◆ **Task description**
Reply with the data below, repeated exactly in full.

Exercise input Start Marker

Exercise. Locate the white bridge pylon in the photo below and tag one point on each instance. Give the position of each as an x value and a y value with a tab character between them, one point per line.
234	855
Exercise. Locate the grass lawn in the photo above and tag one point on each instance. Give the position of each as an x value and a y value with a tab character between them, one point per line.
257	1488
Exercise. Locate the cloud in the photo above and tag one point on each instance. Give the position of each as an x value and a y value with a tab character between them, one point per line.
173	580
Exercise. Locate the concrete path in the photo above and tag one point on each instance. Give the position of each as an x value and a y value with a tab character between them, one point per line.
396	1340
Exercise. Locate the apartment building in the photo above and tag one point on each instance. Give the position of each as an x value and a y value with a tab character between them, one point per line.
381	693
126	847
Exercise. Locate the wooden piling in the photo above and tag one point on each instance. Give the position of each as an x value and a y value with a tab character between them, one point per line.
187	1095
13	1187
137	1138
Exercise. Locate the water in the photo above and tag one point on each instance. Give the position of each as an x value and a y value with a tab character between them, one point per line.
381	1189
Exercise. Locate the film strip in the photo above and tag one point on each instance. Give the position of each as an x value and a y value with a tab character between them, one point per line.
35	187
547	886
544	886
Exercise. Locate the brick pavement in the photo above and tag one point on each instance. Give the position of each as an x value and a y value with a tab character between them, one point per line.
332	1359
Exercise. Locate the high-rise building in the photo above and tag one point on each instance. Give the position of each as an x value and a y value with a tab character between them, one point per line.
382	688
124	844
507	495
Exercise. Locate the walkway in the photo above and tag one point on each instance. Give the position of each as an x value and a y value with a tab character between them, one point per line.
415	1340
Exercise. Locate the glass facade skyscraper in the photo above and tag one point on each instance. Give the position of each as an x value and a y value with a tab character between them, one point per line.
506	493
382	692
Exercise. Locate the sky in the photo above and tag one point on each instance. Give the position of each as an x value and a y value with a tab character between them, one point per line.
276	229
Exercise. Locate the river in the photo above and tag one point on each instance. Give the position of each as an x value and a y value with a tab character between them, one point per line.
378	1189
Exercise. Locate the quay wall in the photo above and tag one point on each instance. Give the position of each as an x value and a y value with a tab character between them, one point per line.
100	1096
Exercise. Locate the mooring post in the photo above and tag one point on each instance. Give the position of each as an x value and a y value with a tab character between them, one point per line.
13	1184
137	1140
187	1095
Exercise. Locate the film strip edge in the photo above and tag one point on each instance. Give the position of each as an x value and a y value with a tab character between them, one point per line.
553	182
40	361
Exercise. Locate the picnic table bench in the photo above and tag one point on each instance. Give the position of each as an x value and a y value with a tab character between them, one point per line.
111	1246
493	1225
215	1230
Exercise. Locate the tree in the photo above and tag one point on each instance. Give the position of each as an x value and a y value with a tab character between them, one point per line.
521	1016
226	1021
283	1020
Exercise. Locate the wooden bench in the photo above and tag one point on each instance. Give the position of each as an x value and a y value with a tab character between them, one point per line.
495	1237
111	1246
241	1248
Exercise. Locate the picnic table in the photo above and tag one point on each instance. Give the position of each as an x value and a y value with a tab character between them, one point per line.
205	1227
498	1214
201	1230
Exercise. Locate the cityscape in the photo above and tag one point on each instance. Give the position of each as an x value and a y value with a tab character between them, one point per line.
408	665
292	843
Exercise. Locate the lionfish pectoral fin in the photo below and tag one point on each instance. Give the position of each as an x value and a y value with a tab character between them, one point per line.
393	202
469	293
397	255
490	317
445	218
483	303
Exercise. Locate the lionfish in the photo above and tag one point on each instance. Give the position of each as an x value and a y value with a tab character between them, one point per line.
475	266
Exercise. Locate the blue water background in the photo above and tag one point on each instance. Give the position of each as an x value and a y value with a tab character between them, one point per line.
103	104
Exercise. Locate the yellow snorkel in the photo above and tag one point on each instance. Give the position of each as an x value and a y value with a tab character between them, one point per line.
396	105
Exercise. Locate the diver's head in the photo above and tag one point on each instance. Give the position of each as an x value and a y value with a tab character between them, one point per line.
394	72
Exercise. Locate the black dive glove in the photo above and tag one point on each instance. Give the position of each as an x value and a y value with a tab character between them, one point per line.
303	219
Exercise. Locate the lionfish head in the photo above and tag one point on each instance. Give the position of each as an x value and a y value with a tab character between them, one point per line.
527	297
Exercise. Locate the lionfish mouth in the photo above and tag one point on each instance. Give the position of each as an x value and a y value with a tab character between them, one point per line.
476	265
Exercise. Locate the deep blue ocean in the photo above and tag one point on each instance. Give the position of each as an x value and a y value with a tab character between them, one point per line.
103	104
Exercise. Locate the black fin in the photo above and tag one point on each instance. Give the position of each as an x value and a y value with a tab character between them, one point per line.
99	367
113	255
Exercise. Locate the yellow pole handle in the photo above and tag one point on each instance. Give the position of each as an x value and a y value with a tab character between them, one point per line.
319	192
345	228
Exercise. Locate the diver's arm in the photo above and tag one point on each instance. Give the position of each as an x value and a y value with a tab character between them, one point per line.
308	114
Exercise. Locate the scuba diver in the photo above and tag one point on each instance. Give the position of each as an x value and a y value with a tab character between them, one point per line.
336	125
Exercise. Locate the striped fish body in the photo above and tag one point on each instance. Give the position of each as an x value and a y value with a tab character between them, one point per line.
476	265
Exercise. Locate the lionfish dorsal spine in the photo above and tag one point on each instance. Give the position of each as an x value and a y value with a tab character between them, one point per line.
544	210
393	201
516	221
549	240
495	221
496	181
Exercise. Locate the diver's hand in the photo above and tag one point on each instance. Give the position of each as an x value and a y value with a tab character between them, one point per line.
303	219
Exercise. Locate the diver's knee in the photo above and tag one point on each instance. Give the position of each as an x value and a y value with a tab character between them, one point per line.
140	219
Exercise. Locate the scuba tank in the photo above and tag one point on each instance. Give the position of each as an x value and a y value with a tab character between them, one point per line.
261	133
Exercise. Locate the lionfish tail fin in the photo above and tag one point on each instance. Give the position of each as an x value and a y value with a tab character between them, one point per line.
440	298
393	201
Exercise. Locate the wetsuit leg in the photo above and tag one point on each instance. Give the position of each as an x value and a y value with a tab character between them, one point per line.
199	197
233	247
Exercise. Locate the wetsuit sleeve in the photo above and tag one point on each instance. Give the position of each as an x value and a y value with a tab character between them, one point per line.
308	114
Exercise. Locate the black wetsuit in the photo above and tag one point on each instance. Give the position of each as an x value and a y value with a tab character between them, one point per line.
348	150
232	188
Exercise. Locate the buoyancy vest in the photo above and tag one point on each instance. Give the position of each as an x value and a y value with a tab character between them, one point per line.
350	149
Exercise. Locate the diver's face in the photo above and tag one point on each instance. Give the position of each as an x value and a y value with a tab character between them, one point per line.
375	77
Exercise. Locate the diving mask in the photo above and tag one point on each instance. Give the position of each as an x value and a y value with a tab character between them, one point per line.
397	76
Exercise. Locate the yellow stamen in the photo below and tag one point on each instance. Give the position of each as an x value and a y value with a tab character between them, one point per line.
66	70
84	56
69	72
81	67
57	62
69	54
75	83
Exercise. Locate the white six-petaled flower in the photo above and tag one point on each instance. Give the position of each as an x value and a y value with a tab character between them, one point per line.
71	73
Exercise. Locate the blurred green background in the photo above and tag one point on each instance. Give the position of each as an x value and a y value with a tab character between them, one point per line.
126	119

Exercise input End Marker

◆ **Answer to this task**
Exercise. Locate the white bridge pylon in the photo below and tag one point on each instance. Give the position of each as an x value and a y value with a tab character between them, one point per line.
234	855
Exercise. Locate the grass lawn in the photo above and tag one point on each instance. Give the position of each as an x value and a y value with a tab character between them, one point per line.
257	1488
Exercise. Locate the cloud in the photo above and tag one point on each instance. Give the position of each as an x value and a y value with a tab character between them, one point per line.
173	580
Exercise. Locate the concrete path in the photo above and tag one point on each instance. Give the position of each as an x value and a y value with a tab character between them, one point per line.
396	1340
Exercise. Locate the apartment building in the photo above and tag one point on each instance. Give the position of each as an x value and a y value with a tab character between them, one point per line.
381	693
126	847
Exercise. Locate the wooden piling in the photo above and tag one point on each instance. Give the position of each as an x value and a y value with a tab character between them, one point per line.
187	1095
13	1187
137	1138
Exercise. Locate the water in the photo above and tag one point on each instance. Give the position of each as an x value and a y value with a tab character between them, one point per line.
381	1189
Exercise. Locate the film strip in the photo above and tag one point on each instance. Give the position of each as an x value and a y value with a tab character between them, one point per line.
35	187
547	886
544	886
Exercise. Locate the brick pavement in the photo above and tag one point on each instance. Give the position of each as an x value and a y value with a tab character between them, one point per line.
332	1359
Exercise. Locate the high-rise building in the photo above and tag one point on each instance. Give the position of each as an x value and a y value with a tab character between them, one point per line.
382	688
124	844
507	495
Exercise. Locate the walkway in the photo above and tag one point on each instance. Give the position of each as an x value and a y value with a tab character between them, one point per line.
415	1340
Exercise. Locate the glass facade skyscraper in the photo above and tag one point on each instance. Give the position of each as an x value and a y value with a tab character between them, one point per line.
506	493
382	692
Exercise. Locate the sky in the photo above and tag one point on each instance. Give the position of each as an x value and a y value with a tab character between them, one point per line.
276	229
Exercise. Locate the river in the photo above and tag one point on each instance. Give the position of each as an x value and a y value with a tab character between them, one point per line.
378	1189
Exercise. Locate the quay wall in the photo above and tag one point on each instance. Give the position of each as an x value and a y value with a tab character between them, one point per line.
100	1096
Exercise. Locate the mooring post in the photo above and tag one point on each instance. Give the position of each as an x value and a y value with a tab character between them, one point per line.
13	1184
137	1140
187	1095
Exercise. Locate the film strip edge in the photo above and tag one point on each instance. Give the position of each as an x value and a y value with a tab character between them, one point per line.
553	182
40	361
Exercise. Locate the picnic table bench in the photo above and tag one point on each instance. Give the position of each as an x value and a y value with a tab character between them, one point per line.
111	1246
493	1225
215	1230
Exercise. Locate the tree in the photo above and tag one point on each instance. Give the position of each as an x value and a y value with a tab character between them, one point per line.
521	1016
226	1021
283	1020
Exercise. Locate the wooden bench in the photo above and tag one point on each instance. Give the position of each as an x value and a y value with a tab character between them, one point per line.
495	1237
111	1246
241	1248
Exercise. Locate the picnic table in the photo above and tag one point on each instance. Give the position of each as an x value and a y value with a tab character between them, one point per line.
205	1227
498	1214
201	1230
Exercise. Locate the cityscape in the photo above and tag one point on each instance. Give the position of each as an x value and a y value with a tab character between them, one point per line.
408	665
292	843
Exercise. Locate the lionfish pectoral fin in the photo below and tag one point on each instance. Give the position of each as an x value and a y value with a tab character between them, one point per line.
393	202
469	293
397	255
490	317
445	218
483	303
Exercise. Locate the lionfish in the photo above and tag one point on each instance. Give the position of each as an x value and a y value with a tab character between them, one point per line.
475	266
Exercise. Locate the blue water background in the photo above and tag one point on each instance. Give the position of each as an x value and a y value with a tab character between them, one point per line.
103	104
Exercise. Locate the yellow snorkel in the photo above and tag one point on each instance. Give the position of each as an x value and a y value with a tab character between them, one point per line.
396	105
Exercise. Locate the diver's head in the photo above and tag one point on each instance. Give the position of each as an x value and a y value with a tab character between them, one point per line.
394	72
Exercise. Locate the black dive glove in the photo above and tag one point on each instance. Give the position of each as an x value and a y value with a tab character between them, one point per line.
303	219
Exercise. Locate the lionfish head in the photo above and tag one point on each instance. Give the position of each as an x value and a y value with a tab character between them, one point per line.
527	297
Exercise. Locate the lionfish mouth in the photo above and tag one point on each instance. Give the position of each as an x value and a y value with a tab character between them, one point per line.
476	265
Exercise. Locate the deep blue ocean in the photo above and tag one point on each instance. Give the position of each as an x value and a y value with a tab character between them, one point per line.
103	104
Exercise. Locate the black fin in the photo above and tag one point on each instance. Give the position of each as an x value and a y value with a tab character between them, one point per line.
99	367
113	255
Exercise. Locate the yellow pole handle in the photo above and tag one point on each instance. Give the position of each as an x value and a y value with a tab character between them, one point per line.
319	192
345	228
Exercise. Locate the diver's arm in the photo above and tag one point on each instance. Give the position of each as an x value and a y value with a tab character between them, one point per line.
308	114
Exercise. Locate the scuba diver in the photo above and tag one point on each instance. Give the position of each as an x value and a y value with a tab character between them, one point per line.
336	125
Exercise. Locate the striped fish body in the photo above and tag one point on each instance. Give the position of each as an x value and a y value with a tab character between them, one point per line.
476	265
Exercise. Locate the lionfish dorsal spine in the photo above and tag one point on each instance. Give the position of each as an x value and a y value with a tab character between them, one point per line.
544	210
393	201
516	221
549	240
495	221
496	181
Exercise. Locate the diver's hand in the photo above and tag one point on each instance. Give the position of each as an x value and a y value with a tab character between them, one point per line.
303	219
Exercise. Locate the diver's knee in the photo above and tag one point on each instance. Give the position of each as an x value and a y value with a tab character between them, one point per line.
140	219
Exercise. Locate the scuba tank in the photo above and tag one point on each instance. Give the position of each as an x value and a y value with a tab character between them, one point per line.
261	133
Exercise. Locate the lionfish tail fin in the photo above and tag one point on each instance. Give the position of each as an x value and a y value with a tab character between them, one point per line.
440	298
393	201
Exercise. Locate the wetsuit leg in the photo above and tag one point on each instance. Give the position of each as an x value and a y value with a tab character between them, one point per line.
199	197
233	247
Exercise. Locate the wetsuit sleeve in the photo above and tag one point on each instance. Give the position of each as an x value and a y value with a tab character between them, one point per line.
308	114
Exercise. Locate the black wetsuit in the photo above and tag one point on each instance. Give the position of each as an x value and a y value with a tab character between them, one point per line.
348	150
232	188
Exercise. Locate the buoyancy vest in the photo above and tag one point on each instance. Give the position of each as an x value and a y value with a tab character between them, one point per line.
350	149
Exercise. Locate the diver's face in the photo above and tag one point on each instance. Give the position of each as an x value and a y value with a tab character between them, one point per line.
375	77
Exercise. Locate the diving mask in the photo above and tag one point on each instance. Give the position of each as an x value and a y value with a tab character between them, one point per line.
397	76
Exercise. Locate the yellow stamen in the photo below and tag one point on each instance. Give the position of each as an x value and a y value with a tab character between them, one point per line.
66	70
84	56
69	72
81	67
57	62
69	54
75	83
Exercise. Locate the white six-petaled flower in the photo above and tag one point on each instance. Give the position of each as an x value and a y value with a tab character between them, one point per line.
71	73
Exercise. Locate the blurred green background in the photo above and tag one point on each instance. Give the position of each as an x value and a y value with a tab character between them, one point per line.
126	119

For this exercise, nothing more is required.